▸ **Problem requirements**:
Convert the lines below into a Markdown table with two columns, Row and Line, giving each row a number and skipping any blank lines. Leave the pictures out of the table.

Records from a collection
* * * * * * * * *
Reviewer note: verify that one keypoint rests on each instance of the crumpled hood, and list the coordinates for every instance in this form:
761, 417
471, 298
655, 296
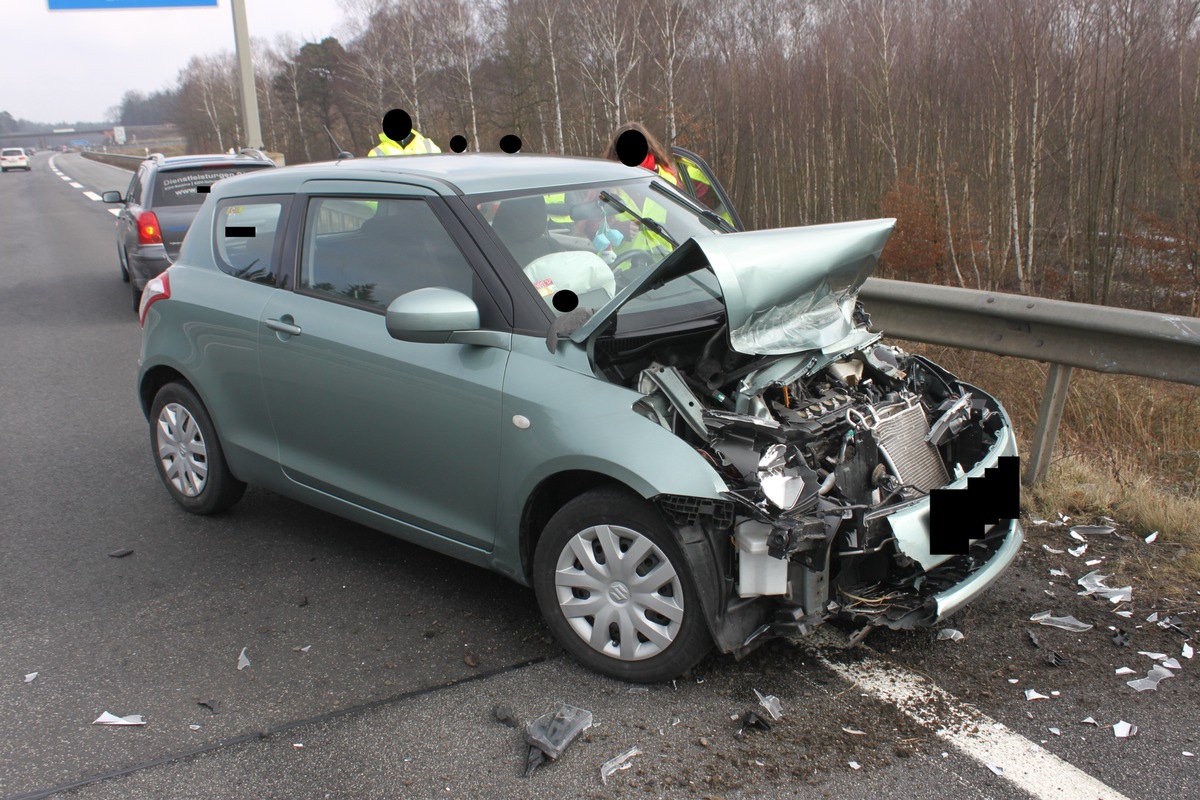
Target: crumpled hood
785, 290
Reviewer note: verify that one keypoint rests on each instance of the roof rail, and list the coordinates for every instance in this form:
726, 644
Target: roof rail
255, 152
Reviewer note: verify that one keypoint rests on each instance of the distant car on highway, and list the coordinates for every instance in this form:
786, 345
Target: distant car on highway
13, 158
160, 204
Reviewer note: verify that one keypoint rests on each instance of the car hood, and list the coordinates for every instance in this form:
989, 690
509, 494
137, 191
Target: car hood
785, 290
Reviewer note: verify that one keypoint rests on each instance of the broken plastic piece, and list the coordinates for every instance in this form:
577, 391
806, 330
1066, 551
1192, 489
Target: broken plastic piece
555, 731
751, 721
1151, 680
112, 719
1092, 530
769, 702
618, 763
1065, 623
* * * * * * * * *
▸ **Answer to the problem**:
| Row | Line |
|---|---|
| 1 | Reviewer note: verify that one keypoint rests on each instance of the crumpled hood, and list the coordinates for every instance in this form: |
| 2 | 761, 417 |
| 3 | 471, 298 |
| 4 | 655, 296 |
| 5 | Target: crumpled hood |
| 6 | 785, 290 |
| 7 | Reviewer note: verify that one keypoint rests on each instance of the roof rail, and list the coordinates for every instance in this form: |
| 8 | 726, 644 |
| 9 | Target: roof rail |
| 10 | 255, 152 |
| 11 | Reviewer note: verify that one keypoint rests on each instance of the distant car on highway, and list the coordinates for every instance in this form: |
| 12 | 786, 345 |
| 13 | Target: distant car on highway |
| 14 | 13, 158 |
| 15 | 160, 204 |
| 16 | Reviewer note: verify that one keypoint rests on each instance of the car hood, and list the coordinates for every instance in this form: |
| 17 | 989, 690 |
| 18 | 509, 494 |
| 19 | 137, 191 |
| 20 | Target: car hood |
| 21 | 785, 290 |
| 22 | Reviewer note: verify that one keypoint rests on each instance of the broken plastic piece, and list the coordinates for every instance in this form: |
| 23 | 577, 391 |
| 24 | 806, 330 |
| 25 | 1066, 551 |
| 26 | 1192, 489 |
| 27 | Target: broken plastic piece |
| 28 | 555, 731 |
| 29 | 751, 721 |
| 30 | 1151, 680 |
| 31 | 112, 719 |
| 32 | 1092, 530 |
| 33 | 769, 702 |
| 34 | 618, 763 |
| 35 | 1065, 623 |